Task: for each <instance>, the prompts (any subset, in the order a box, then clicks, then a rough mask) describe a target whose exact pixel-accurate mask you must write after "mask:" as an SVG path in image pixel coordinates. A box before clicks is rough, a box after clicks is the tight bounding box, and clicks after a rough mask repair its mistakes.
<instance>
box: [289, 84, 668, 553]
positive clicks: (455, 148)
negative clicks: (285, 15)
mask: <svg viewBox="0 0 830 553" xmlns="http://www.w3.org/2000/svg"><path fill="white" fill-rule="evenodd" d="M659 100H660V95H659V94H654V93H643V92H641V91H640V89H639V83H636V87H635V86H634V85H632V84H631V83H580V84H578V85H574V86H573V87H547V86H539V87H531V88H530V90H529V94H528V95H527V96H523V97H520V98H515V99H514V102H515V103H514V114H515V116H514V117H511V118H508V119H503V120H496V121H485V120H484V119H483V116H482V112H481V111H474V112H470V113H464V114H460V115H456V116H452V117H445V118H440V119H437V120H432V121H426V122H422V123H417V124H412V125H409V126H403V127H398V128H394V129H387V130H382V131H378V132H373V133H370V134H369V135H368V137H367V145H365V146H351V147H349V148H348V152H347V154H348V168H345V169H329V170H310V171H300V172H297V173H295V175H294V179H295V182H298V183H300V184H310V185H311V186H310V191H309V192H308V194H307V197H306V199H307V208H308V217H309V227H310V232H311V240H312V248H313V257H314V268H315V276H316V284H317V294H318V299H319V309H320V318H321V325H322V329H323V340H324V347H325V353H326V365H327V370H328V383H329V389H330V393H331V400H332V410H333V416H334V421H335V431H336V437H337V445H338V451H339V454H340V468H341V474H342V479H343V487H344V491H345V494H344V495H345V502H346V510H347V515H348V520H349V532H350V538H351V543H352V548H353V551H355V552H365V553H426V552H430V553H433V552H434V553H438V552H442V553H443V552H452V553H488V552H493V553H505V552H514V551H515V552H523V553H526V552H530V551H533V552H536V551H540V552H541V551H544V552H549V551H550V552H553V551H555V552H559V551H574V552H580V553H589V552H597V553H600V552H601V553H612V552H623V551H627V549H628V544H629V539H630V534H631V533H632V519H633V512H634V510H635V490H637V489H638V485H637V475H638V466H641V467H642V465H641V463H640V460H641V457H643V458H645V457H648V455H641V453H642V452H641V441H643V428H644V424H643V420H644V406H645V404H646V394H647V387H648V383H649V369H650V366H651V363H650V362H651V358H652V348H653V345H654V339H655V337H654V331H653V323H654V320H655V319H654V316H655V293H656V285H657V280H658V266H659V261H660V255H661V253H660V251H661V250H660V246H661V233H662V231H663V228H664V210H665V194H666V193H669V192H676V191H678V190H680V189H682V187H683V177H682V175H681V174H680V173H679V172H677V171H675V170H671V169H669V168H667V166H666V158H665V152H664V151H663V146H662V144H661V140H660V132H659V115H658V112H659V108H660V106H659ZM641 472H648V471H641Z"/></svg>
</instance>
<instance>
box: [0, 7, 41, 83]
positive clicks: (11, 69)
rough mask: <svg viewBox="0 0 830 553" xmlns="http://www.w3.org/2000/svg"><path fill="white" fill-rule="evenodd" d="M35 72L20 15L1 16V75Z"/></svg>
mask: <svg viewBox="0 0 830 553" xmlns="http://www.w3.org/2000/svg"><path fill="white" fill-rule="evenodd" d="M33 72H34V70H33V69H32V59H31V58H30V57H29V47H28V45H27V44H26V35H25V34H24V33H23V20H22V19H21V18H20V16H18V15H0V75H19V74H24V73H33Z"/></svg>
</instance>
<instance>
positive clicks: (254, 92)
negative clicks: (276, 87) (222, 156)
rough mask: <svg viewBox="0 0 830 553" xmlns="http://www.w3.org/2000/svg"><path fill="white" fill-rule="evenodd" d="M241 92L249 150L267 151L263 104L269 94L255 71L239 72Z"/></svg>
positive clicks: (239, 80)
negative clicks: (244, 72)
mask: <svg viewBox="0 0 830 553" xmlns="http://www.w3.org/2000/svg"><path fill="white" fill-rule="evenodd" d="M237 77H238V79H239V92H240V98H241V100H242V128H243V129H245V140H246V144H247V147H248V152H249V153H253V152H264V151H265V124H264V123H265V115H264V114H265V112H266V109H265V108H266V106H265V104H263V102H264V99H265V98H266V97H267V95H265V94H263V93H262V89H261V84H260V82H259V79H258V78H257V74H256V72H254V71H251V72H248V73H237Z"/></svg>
...
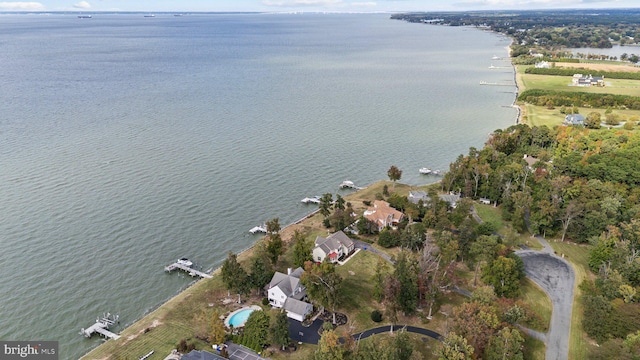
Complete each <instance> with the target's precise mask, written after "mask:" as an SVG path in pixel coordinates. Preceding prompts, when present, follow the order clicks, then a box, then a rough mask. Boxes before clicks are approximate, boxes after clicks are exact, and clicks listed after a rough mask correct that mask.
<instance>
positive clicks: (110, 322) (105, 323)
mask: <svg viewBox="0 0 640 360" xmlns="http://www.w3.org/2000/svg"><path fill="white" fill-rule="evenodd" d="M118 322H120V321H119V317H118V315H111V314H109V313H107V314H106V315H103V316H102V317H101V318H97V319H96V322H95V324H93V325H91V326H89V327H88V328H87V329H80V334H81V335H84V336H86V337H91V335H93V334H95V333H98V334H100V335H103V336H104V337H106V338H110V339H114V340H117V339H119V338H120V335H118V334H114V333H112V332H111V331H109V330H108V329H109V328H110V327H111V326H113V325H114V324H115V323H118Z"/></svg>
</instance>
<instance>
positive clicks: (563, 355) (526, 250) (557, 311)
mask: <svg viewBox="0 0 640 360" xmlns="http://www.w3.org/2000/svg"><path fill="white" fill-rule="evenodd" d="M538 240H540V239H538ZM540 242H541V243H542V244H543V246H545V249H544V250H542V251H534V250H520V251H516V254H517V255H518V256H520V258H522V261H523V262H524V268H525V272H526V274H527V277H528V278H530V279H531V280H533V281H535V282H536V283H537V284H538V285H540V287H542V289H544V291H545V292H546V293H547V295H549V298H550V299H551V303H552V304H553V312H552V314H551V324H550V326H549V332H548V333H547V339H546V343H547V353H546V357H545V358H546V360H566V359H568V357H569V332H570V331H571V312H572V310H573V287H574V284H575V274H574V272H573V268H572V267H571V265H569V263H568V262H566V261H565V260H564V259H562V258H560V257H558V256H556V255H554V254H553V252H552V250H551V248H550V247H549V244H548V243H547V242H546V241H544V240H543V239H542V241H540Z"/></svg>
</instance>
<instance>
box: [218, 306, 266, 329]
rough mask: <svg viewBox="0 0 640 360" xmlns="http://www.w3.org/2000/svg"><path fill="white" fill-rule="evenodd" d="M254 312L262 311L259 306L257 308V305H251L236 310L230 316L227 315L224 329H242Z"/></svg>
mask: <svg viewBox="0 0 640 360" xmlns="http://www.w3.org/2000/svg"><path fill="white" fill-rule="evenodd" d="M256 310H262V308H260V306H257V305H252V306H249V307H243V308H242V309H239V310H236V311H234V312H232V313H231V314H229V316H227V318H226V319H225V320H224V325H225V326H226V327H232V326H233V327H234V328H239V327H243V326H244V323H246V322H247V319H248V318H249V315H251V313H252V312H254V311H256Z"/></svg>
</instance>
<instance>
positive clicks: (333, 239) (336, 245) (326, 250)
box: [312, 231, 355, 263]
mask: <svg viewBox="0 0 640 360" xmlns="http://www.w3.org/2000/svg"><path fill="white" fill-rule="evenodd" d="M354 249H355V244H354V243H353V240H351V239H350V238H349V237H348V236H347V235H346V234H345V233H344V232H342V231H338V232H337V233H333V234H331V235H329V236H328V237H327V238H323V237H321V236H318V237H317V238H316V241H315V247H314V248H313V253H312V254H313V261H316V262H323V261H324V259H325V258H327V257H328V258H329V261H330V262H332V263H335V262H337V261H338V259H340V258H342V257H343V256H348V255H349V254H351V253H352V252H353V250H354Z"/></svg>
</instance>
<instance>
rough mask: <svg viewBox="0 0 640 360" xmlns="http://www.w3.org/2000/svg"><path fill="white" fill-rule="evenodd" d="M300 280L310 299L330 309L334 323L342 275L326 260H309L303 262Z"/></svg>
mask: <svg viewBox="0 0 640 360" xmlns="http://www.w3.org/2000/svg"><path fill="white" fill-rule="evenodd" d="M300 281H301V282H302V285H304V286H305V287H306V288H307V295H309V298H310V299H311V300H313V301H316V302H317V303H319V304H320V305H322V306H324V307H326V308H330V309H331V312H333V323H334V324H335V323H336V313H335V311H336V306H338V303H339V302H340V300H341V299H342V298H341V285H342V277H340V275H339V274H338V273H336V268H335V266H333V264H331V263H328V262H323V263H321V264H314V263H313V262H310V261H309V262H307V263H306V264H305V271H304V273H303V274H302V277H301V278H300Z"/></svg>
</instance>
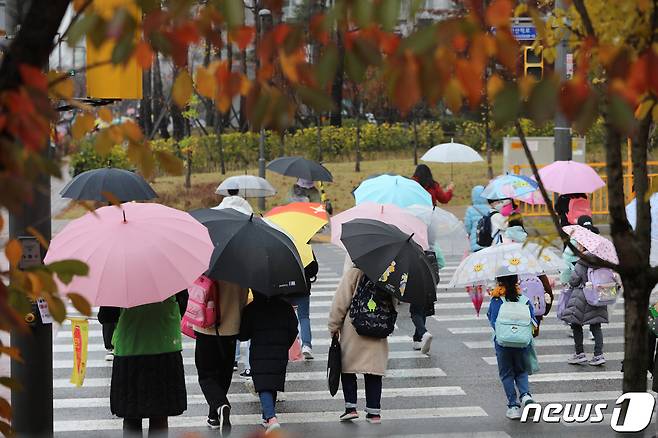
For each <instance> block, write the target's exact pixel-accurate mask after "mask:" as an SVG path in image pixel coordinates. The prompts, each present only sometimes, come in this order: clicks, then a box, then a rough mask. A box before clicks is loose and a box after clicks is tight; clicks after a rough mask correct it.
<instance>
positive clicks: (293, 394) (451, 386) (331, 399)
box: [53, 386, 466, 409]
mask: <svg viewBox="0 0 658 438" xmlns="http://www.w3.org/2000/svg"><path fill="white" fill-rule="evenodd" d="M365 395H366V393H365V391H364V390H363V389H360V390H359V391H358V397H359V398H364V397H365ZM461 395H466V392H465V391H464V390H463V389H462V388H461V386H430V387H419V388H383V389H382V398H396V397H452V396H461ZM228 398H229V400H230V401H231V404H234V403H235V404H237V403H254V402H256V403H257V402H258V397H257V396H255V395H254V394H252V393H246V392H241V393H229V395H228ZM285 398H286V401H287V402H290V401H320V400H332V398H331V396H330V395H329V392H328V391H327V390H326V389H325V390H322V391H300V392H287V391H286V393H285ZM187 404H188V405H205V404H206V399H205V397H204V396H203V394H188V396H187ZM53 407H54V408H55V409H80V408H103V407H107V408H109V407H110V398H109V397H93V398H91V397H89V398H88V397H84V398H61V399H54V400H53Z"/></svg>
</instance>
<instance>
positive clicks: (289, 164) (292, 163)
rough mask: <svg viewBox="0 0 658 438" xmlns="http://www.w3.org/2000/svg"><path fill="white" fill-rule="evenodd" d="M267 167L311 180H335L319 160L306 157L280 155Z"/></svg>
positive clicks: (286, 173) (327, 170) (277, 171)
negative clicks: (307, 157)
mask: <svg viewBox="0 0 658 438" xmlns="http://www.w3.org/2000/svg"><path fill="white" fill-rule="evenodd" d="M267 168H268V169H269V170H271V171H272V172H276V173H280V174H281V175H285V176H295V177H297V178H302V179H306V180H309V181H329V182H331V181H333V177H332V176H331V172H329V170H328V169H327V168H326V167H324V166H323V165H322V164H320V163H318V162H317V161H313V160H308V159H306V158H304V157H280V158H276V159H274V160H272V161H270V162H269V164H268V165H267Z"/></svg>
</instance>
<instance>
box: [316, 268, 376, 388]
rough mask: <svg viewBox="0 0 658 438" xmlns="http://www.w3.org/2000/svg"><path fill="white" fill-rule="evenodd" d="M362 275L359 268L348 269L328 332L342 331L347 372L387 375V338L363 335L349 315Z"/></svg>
--
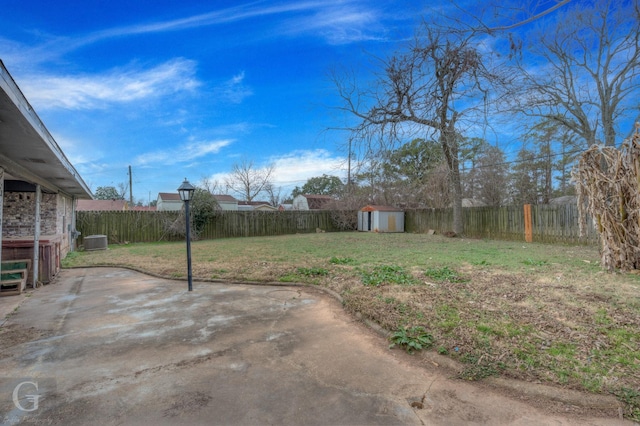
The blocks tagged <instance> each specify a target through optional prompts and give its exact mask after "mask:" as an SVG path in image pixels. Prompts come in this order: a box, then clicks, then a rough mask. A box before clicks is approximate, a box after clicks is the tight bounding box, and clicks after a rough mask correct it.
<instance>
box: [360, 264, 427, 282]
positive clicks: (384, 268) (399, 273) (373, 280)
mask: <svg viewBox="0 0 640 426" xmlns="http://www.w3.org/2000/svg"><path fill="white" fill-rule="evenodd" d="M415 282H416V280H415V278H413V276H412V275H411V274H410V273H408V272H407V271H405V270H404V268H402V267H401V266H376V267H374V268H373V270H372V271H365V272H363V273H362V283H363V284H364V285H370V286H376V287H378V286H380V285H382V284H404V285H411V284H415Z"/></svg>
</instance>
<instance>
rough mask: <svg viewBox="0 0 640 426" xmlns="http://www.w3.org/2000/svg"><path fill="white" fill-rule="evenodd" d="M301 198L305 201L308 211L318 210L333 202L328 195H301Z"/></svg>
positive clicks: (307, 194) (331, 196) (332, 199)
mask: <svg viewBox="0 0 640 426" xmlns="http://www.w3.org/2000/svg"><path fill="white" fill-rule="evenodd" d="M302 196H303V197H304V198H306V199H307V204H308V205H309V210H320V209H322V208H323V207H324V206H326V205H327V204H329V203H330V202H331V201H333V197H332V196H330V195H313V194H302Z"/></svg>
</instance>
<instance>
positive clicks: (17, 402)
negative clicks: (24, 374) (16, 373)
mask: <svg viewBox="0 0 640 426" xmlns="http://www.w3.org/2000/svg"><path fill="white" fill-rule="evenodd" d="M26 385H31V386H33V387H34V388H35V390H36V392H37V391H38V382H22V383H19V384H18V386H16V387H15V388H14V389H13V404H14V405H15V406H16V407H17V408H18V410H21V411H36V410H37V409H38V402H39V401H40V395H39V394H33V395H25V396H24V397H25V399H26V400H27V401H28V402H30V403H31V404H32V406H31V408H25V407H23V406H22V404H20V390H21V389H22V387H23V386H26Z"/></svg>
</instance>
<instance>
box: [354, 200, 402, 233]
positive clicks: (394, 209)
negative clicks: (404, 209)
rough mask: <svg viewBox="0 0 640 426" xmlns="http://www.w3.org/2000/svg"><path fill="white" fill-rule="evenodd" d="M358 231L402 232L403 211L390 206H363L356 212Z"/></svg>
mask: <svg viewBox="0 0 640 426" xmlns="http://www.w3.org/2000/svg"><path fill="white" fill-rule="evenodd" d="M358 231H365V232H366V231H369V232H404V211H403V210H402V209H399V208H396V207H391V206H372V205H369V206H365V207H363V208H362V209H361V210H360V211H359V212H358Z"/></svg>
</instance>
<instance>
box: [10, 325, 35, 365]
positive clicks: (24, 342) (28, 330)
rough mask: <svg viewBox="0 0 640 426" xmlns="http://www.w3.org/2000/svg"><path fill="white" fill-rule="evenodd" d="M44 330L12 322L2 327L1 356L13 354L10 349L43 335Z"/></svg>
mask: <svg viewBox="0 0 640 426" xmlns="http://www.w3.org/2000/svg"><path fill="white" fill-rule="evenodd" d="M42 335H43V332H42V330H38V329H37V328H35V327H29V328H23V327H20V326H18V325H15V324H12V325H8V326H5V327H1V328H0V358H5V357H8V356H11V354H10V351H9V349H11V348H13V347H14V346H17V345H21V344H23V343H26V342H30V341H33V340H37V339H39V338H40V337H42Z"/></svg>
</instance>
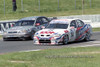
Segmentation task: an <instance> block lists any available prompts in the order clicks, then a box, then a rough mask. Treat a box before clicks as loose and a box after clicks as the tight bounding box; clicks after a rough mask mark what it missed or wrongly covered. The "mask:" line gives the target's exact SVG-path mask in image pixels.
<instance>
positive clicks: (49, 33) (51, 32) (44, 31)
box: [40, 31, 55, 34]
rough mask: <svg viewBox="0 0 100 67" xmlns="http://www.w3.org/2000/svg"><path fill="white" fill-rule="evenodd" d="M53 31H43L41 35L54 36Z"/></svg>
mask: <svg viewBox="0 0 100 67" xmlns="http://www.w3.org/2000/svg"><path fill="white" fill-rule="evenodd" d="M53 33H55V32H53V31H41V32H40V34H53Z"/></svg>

#### Instructions to follow
How many lines in the records above contain the word "correct"? Give only the number.

#### The answer
3